## WHAT NEEDS TO BE DONE
Your answer must be an exact copy of the records below, with no pictures in it.

## DATA RECORDS
===============

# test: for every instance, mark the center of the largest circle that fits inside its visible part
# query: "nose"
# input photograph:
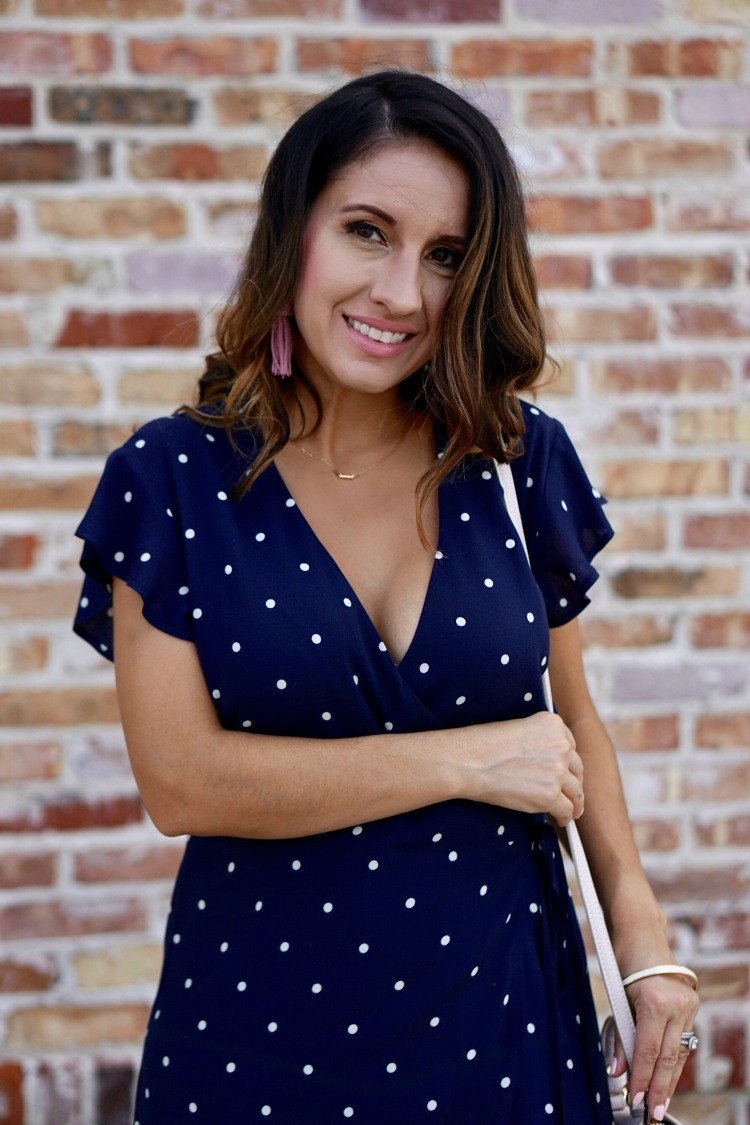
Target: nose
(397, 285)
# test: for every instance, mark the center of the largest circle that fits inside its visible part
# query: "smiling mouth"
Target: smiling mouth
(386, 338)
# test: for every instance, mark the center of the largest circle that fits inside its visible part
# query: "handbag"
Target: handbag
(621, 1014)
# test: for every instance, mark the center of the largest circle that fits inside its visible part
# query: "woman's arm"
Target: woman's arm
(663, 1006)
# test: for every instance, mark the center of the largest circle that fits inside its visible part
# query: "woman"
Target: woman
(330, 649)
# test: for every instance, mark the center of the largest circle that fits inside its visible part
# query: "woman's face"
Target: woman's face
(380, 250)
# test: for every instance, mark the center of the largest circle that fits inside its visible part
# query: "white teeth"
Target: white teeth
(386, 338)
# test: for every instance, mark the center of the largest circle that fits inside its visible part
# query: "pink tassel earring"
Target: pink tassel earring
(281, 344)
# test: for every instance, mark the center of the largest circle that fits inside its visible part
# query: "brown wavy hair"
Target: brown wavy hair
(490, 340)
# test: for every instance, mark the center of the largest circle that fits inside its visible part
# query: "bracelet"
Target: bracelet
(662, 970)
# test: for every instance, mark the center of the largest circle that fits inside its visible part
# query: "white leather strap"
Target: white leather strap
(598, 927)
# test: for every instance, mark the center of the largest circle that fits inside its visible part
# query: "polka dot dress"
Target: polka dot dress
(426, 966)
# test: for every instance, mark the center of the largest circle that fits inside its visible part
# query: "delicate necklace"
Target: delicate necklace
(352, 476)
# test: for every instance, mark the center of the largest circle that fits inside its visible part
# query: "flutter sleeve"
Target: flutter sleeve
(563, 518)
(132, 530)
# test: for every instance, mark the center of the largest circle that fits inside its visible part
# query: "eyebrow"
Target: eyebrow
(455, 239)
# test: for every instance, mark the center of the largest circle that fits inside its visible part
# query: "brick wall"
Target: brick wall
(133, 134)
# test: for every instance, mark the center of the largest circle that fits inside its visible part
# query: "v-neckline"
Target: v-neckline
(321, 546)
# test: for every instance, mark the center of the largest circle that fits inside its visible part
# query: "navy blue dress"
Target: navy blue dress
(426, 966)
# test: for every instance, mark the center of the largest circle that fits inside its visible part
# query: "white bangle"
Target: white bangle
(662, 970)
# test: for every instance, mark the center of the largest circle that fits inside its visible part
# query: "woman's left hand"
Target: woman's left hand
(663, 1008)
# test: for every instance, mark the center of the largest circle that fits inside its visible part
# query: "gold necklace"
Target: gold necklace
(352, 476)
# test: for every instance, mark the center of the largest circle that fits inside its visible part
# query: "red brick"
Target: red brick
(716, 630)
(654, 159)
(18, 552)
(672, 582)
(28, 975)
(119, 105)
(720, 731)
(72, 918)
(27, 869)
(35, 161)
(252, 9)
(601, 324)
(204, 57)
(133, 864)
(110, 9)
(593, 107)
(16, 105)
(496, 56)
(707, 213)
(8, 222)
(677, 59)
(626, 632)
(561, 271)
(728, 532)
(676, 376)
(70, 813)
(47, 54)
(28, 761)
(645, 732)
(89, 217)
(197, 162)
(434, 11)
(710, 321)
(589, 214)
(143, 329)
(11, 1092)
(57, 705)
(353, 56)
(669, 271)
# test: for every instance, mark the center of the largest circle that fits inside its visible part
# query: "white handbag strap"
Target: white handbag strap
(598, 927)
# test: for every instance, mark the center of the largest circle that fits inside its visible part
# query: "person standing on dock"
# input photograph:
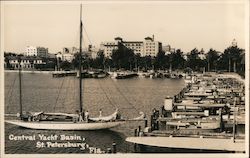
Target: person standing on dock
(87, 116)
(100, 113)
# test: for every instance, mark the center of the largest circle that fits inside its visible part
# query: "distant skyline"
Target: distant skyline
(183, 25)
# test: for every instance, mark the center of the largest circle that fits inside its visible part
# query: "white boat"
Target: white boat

===============

## EXERCISE RESPONSE
# test: for every instance, mark the center of the largest circle that fits inside its visible part
# query: "nose"
# input photograph:
Target: nose
(397, 285)
# test: for every instance, mark the center of the largest circle that fits inside its visible part
# query: "smiling mouth"
Target: smiling mouth
(386, 338)
# test: for every instance, mark the center of the largest circle that fits inside its visible part
# query: "handbag"
Target: handbag
(621, 1014)
# test: for every instance, mark the center of the largest circle that fits inside its visible part
# query: "woman's arm"
Target: woman's arm
(663, 1006)
# test: for every instance, mark the center of the largest circle that fits inside its visible part
# query: "woman"
Target: woman
(330, 649)
# test: for every instance, mark the center of the largest circle that fits inside its visible part
# query: "woman's face"
Target: woman's face
(380, 250)
# test: for every instance, mark the center of the largest circle that fits inside its visible part
# query: "white teeth"
Target: white teeth
(386, 338)
# test: for every instance, mark the center of the largest circle that fits inside its visible part
# query: "pink tassel earring"
Target: pink tassel earring
(281, 344)
# test: for every instance, mark the center of the largest circle that fits inside its visible part
# query: "brown wavy hair"
Target: brown wavy hair
(490, 340)
# test: for every instance, mark the center of the largest circle that fits inside its visible part
# query: "bracelet"
Target: bracelet
(662, 970)
# test: for every instance, mark the center of the largest circle that fits inside its visible part
# query: "white leather strap"
Target: white leather strap
(598, 927)
# test: for every instance, mark the center of the largest circle that fits inside its visible part
# query: "polka dot dress"
Target: polka dot dress
(426, 966)
# test: for every instance, mark the center of the largest circle that fits inside its visible part
# query: "delicate necklace"
Target: delicate necklace
(352, 476)
# test: for every instance, mark the center of the largest circle that fits inside its visible part
# query: "flutter sleeve"
Target: flutter sleeve
(563, 518)
(132, 530)
# test: for every instance, mark the center of the largest circle that fits inside its visible part
# query: "eyebrow"
Target: eyebrow
(455, 239)
# test: for every instance, mark the center of the largest circle that fits inside its visible part
# query: "brick wall"
Target: brick wall
(133, 134)
# test: for every instance, mark the center of the largest circle that fits inside its visible part
# query: "v-neckline"
Target: v-neckline
(321, 546)
# test: for every instance, mark the center of the largest circle that fits inside its visible part
# query: "navy blue dress"
Target: navy blue dress
(426, 966)
# test: for every instance, mark the center of the largest circle that fits inside its visible part
# query: "white bangle"
Target: white bangle
(662, 970)
# test: for every instance, mark the center of the largest circle that fits inside its visible part
# query: "woman's left hand"
Target: woman's left hand
(663, 1008)
# test: for every instance, mark the center of the largest circle that fits inside its visible part
# query: "gold necklace"
Target: gold necklace
(352, 476)
# test: for every instance, mark the center of the largest circle that fits inside its visible part
# query: "red brick"
Target: red brick
(716, 630)
(654, 159)
(18, 552)
(672, 582)
(28, 975)
(119, 105)
(720, 731)
(72, 918)
(27, 869)
(35, 161)
(252, 9)
(601, 324)
(204, 57)
(133, 864)
(110, 9)
(593, 107)
(16, 105)
(496, 56)
(707, 213)
(8, 222)
(677, 59)
(626, 632)
(561, 271)
(728, 532)
(676, 376)
(70, 813)
(47, 54)
(28, 761)
(645, 732)
(89, 217)
(197, 162)
(434, 11)
(710, 321)
(589, 214)
(143, 329)
(11, 1092)
(57, 705)
(353, 56)
(669, 271)
# test: for every instance, mark the center of the largest circle that fits inside its visible part
# query: "white handbag strap"
Target: white handbag strap
(598, 927)
# test: for every instance, mark the center of the largest circle that fits inside its visible part
# query: "person standing on dock"
# input photograph:
Target: person standing on dock
(87, 116)
(100, 113)
# test: for every instance, mark the center of the largest circle that fits inside its visible part
# query: "distant skyline"
Target: distant skyline
(183, 25)
# test: for every instance, mark the center of the largest circle that fits inside its visible part
# query: "white boat"
Target: white boat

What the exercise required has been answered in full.